Segment Open
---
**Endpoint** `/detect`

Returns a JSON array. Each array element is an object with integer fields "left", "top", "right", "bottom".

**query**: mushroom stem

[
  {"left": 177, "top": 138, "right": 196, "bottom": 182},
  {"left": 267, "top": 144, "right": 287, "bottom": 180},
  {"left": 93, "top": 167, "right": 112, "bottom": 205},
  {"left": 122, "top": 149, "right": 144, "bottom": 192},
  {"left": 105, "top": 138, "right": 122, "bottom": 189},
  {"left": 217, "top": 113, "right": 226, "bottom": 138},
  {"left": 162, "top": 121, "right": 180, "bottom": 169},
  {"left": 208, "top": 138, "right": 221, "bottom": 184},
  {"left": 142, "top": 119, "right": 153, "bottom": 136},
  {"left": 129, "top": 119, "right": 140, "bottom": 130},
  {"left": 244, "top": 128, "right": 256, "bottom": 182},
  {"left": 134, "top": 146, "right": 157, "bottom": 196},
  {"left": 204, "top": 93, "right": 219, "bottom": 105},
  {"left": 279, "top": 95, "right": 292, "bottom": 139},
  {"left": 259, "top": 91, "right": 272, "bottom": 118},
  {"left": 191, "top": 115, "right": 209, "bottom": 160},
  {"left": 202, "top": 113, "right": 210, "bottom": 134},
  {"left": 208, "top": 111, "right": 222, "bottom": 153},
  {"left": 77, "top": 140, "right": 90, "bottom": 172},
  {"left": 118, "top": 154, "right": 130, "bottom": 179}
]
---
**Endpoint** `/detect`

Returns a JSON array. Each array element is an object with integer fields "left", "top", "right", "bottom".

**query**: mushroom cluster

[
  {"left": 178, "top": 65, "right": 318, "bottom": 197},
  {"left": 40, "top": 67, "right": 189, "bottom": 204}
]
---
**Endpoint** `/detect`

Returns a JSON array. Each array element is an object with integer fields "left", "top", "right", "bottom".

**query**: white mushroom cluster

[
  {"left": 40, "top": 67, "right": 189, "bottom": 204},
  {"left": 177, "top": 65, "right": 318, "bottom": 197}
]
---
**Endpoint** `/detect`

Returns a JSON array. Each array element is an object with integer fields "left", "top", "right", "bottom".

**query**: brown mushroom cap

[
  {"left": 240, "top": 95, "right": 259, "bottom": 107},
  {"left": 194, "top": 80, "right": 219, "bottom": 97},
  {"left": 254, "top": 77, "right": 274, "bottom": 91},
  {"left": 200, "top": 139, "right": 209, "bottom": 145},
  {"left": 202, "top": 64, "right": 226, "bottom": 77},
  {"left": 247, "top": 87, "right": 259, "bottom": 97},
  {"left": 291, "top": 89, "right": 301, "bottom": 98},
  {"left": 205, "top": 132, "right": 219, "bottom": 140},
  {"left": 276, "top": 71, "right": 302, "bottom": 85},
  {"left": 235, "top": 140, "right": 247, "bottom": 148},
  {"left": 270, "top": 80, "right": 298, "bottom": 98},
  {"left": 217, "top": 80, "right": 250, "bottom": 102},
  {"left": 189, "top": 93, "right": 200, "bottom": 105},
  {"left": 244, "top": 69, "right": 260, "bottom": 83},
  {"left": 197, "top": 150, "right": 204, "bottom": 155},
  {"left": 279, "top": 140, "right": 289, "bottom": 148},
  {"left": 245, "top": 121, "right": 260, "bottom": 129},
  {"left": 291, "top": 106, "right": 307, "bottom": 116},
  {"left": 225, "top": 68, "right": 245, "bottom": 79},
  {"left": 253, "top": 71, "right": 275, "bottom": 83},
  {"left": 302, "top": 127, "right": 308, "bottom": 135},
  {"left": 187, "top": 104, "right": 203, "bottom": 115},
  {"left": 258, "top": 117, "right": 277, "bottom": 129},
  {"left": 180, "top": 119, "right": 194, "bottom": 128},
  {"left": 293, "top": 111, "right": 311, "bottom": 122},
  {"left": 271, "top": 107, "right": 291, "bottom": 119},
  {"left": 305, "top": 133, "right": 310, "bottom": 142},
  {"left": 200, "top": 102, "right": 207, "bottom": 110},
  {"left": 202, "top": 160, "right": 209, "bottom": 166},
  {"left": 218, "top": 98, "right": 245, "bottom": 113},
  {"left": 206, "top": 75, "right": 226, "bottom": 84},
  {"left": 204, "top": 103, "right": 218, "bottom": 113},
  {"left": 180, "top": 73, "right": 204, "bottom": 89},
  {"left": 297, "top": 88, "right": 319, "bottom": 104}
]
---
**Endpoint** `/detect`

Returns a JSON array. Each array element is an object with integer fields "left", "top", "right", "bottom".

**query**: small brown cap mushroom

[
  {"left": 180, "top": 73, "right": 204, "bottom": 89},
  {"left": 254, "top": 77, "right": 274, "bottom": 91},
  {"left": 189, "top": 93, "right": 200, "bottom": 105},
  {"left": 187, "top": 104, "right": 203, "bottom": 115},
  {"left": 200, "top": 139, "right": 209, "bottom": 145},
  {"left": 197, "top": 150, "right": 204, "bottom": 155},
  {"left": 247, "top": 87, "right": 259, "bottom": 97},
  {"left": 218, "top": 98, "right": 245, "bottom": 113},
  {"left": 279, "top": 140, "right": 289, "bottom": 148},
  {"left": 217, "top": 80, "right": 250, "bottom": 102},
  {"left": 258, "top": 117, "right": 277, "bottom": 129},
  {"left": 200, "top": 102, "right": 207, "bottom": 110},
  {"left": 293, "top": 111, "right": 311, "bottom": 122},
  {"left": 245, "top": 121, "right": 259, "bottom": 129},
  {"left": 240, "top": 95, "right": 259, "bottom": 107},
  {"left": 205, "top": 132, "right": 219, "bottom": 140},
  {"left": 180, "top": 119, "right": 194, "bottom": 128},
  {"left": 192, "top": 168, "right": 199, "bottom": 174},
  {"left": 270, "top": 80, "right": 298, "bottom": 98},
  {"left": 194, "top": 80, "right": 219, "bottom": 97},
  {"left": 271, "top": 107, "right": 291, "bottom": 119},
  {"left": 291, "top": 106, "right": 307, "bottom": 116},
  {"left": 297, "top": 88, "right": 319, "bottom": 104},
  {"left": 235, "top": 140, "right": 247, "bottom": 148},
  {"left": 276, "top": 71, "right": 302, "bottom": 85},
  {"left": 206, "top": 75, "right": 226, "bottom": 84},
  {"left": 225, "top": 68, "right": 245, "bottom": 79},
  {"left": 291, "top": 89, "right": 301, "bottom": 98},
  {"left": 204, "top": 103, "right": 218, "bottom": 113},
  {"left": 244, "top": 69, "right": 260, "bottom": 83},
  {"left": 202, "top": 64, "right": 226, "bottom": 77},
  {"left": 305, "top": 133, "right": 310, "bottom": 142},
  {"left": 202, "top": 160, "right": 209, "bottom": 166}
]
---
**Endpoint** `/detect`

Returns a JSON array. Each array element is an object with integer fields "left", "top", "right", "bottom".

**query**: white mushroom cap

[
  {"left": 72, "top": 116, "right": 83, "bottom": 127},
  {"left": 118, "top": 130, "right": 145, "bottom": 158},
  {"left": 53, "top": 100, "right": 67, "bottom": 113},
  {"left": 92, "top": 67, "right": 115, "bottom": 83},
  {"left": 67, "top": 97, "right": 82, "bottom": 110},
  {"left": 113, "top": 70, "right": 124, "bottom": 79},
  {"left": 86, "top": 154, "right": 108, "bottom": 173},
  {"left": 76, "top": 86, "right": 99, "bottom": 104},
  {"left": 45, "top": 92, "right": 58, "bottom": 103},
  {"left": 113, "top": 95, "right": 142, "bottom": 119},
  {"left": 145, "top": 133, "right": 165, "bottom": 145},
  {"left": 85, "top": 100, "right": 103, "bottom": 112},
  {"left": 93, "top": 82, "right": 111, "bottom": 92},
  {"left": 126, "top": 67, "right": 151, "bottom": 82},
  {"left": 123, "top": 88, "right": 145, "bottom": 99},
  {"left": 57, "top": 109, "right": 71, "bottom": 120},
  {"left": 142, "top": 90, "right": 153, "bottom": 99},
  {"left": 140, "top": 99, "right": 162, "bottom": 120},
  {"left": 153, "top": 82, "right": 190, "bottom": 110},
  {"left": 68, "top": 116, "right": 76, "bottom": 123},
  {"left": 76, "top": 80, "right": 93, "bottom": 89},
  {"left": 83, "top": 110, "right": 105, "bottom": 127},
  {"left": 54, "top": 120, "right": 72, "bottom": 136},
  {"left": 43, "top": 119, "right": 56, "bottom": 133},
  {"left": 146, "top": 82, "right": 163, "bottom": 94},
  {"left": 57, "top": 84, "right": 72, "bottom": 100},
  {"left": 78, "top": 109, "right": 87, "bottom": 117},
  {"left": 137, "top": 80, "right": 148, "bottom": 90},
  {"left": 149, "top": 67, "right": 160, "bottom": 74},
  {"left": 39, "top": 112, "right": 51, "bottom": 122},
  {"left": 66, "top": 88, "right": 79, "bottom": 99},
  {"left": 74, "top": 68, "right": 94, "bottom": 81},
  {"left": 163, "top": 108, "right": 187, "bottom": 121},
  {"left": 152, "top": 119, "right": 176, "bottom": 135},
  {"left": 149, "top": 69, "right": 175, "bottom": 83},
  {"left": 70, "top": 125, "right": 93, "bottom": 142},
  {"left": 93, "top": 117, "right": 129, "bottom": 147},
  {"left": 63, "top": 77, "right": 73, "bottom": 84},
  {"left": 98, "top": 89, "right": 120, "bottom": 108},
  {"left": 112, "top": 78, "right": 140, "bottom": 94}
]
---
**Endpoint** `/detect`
Segment Closed
### Task
Look through the entries above. Copy out every line holding the word "white".

### Solution to this exercise
**query**: white mushroom cluster
**query**: white mushroom cap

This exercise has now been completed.